═══ Alıntı Metin

26 Mart 2022 Cumartesi

Hafta Sonu Blues Perişan Kütüphanesi'ne Katkı 190


Safveti Ziya
 "Salon Köşelerinde"
İş Bankası
 (2. Basım:  Ocak  2020)


Safveti Ziya ismi size ne anlam ifade eder bilemem ama Servet-i Fünun dersem, lise edebiyat derslerinden biliriz. İşte Safveti Ziya da Servet-i Fünun içinde yer alan roman, öykü ve oyun yazarlarından biri olmaktadır. 1875- 1929 yılları arasında yaşamış olan yazarımız, bu romanını 1898'de yazmış ve ilk olarak da Servet-i Fünun dergisinde tefrika edilmiş ama bir süre sonra da sansürün hışmına uğramış. Bundan beş yıl sonra 2. Meşrutiyet döneminde sansürlenen bölümler de eklenerek, 1912 yılında roman tam haliyle yayımlanabilmiş.
Hem siyasi hem de toplumsal hayatımıza "Tanzimat Aydını" diye eleştirel bir tanım yerleşmiştir. Yer yer haklı bir eleştirel bakış da olsa çağdaşlaşma yolundaki her adıma bir çelme gibi takılır. Batılılaşma ile Batı hayranlığı ikileminde bir dizi eleştiri bombardımanı alır başını gider doludizgin. Oysa ki Osmanlı'nın içindeki bu "Çağdaşlaşma" atağına bir şekilde gözlerimizi kapamışızdır. Safveti Ziya'nın "Salon Köşelerinde" romanı bu eleştirel gözle bakılana (ama çok fazla bilinmeyen bu döneme) ışık tutuyor. Yüzyıl önce yazılan bu roman Cumhuriyet döneminde yasak falan değildi ama günümüz Türkçesine adapte edilmediği için bir bilinmezlik içinde kalıp dikkat çekememişti. 
"Salon Köşelerinde" romanını okurken aklıma bir anda Fitzgerald'ın "Muhteşem Gatsby" romanı ve Oscar Wilde'ın Dorian Gray'in Portresi" geliverdi. Batıdaki bu örnekler gibi Rus edebiyatında da yansımalarını bulabiliriz. Bizde Batılılaşma, Avrupa'da modernleşme diye tanımlanan kavramın ilk oluşumu da diyebiliriz. Osmanlı'nın ilk modernleşme adımında (biraz karikatürize de olsa) batıdan adapte asilzadelik, bir şekilde snop yaklaşımlarla kendini bulacaktı. Elbetteki bu yenileşme İstanbul'un Beyoğlu'sunda ve Pera Palas civarında kendini bulacaktı ama bu küçük coğrafya dışında halka yansımayacaktı. İşte Safveti Ziya'nın da bu romanı Beyoğlu ve Pera Palas civarında geçiyor.

══════
═══ Verilen Malzeme

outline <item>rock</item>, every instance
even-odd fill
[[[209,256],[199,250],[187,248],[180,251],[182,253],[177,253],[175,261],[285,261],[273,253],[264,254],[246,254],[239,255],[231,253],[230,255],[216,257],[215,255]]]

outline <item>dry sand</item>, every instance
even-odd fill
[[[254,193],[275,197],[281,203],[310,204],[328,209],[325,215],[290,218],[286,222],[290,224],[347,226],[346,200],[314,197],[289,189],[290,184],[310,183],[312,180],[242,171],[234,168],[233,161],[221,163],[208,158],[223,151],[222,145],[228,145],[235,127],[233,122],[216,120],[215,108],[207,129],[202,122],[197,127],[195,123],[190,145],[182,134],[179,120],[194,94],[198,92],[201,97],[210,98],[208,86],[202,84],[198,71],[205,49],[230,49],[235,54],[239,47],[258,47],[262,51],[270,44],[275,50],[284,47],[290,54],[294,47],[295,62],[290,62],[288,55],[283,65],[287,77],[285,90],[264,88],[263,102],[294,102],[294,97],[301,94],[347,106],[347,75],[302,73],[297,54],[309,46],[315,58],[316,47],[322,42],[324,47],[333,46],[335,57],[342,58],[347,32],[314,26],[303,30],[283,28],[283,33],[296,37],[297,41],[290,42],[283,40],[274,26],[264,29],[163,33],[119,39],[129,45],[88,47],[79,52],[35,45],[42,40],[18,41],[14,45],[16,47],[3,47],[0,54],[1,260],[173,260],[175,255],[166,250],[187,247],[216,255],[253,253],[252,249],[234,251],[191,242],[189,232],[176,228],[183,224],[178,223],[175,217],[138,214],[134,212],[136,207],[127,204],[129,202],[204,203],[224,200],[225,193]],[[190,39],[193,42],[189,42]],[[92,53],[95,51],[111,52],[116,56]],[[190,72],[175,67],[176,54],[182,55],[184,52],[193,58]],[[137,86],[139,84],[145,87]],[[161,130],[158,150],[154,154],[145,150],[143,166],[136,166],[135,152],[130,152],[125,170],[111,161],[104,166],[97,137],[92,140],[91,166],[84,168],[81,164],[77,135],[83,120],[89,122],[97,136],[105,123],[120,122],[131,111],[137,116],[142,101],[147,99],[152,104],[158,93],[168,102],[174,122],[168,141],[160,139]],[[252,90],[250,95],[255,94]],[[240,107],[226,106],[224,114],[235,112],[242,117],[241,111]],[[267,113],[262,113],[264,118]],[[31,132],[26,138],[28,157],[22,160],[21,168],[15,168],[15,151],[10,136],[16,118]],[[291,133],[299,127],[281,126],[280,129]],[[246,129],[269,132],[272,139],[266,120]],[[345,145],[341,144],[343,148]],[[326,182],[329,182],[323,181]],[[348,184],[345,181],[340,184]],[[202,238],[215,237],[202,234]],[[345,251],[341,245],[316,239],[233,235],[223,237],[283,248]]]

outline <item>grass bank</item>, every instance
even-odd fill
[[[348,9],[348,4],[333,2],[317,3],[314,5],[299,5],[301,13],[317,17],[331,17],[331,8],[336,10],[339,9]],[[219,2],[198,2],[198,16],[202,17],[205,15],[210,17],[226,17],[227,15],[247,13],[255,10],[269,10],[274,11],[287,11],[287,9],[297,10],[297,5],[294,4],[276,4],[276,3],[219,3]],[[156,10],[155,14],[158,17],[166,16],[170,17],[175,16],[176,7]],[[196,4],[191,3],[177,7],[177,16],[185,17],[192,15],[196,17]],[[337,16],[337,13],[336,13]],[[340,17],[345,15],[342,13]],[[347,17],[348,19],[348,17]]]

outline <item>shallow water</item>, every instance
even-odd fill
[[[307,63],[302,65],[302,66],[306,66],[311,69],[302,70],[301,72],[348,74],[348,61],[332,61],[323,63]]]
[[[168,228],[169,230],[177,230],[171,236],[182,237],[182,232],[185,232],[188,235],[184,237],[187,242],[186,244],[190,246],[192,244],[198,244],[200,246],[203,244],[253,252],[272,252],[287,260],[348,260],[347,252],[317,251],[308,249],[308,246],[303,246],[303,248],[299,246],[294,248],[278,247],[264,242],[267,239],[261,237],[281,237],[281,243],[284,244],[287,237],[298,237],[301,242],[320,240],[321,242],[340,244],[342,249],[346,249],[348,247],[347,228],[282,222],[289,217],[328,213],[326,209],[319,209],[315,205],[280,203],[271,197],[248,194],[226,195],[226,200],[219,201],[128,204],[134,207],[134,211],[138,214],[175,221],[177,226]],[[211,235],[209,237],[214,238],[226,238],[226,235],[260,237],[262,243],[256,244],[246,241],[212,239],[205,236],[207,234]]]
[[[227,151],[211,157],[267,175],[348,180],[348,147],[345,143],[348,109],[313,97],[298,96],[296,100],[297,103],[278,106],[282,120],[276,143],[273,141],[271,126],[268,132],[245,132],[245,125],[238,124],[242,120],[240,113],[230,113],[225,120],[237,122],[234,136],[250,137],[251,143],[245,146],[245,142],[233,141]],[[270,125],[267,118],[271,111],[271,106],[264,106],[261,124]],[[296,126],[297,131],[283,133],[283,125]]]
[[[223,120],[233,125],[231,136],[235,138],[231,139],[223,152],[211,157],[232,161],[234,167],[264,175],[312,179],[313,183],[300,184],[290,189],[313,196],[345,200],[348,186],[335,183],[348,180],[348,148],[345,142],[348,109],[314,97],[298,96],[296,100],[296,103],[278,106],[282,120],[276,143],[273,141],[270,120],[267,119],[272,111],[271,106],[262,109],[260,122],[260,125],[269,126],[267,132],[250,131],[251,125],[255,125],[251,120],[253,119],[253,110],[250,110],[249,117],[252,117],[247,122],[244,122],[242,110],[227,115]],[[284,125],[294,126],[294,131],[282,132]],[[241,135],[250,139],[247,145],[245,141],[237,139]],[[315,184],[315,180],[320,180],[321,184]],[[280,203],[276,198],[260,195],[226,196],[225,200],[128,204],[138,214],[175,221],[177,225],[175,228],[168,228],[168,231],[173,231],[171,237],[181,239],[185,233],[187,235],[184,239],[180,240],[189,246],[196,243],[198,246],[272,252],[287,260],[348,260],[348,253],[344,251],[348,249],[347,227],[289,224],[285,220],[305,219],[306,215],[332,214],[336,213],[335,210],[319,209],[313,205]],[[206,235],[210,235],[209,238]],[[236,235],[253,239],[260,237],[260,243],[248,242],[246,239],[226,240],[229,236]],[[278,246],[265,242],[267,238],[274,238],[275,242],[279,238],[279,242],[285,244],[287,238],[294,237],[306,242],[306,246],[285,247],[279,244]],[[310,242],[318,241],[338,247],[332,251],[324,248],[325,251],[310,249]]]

══════

> [Yapılacaklar Listesi]
A. Lütfen alıntı metinden "26 Mart 2022" sözcüklerini içeren yerle açılıp "tam haliyle yayımlanabilmiş." ile kapanan bölümü hiç değiştirmeden çıktı olarak verin.
B. Alıntı metne göre aşağıdaki soruları yanıtlayın:
(i) Safveti Ziya hangi yıllar arasında yaşamıştır?
(ii) "Salon Köşelerinde" ilk olarak hangi dergide tefrika edilmiştir?
(iii) Roman hangi çevrede geçmektedir?
C. Aşağıdaki ifadelerin alıntı metinle uyuşup uyuşmadığını belirtin. Her birine evet ya da hayır deyin ve buna karar veren sözcükleri metinden aynen alıntılayın.
(i) Roman Cumhuriyet döneminde yasaklanmıştır.
(ii) Safveti Ziya bu romanı 1898'de yazmıştır.
(iii) Romanı okurken akla Fitzgerald'ın "Muhteşem Gatsby" romanı gelmiştir.

> [Çıktılar]
A.
26 Mart 2022 Cumartesi

Hafta Sonu Blues Perişan Kütüphanesi'ne Katkı 190


Safveti Ziya
 "Salon Köşelerinde"
İş Bankası
 (2. Basım:  Ocak  2020)


Safveti Ziya ismi size ne anlam ifade eder bilemem ama Servet-i Fünun dersem, lise edebiyat derslerinden biliriz. İşte Safveti Ziya da Servet-i Fünun içinde yer alan roman, öykü ve oyun yazarlarından biri olmaktadır. 1875- 1929 yılları arasında yaşamış olan yazarımız, bu romanını 1898'de yazmış ve ilk olarak da Servet-i Fünun dergisinde tefrika edilmiş ama bir süre sonra da sansürün hışmına uğramış. Bundan beş yıl sonra 2. Meşrutiyet döneminde sansürlenen bölümler de eklenerek, 1912 yılında roman tam haliyle yayımlanabilmiş.

B.
(i) 1875-1929 yılları arasında.
(ii) Servet-i Fünun dergisinde.
(iii) Beyoğlu ve Pera Palas civarında.

C.
(i) Hayır: "Cumhuriyet döneminde yasak falan değildi"
(ii) Evet: "bu romanını 1898'de yazmış"
(iii) Evet: "aklıma bir anda Fitzgerald'ın "Muhteşem Gatsby" romanı"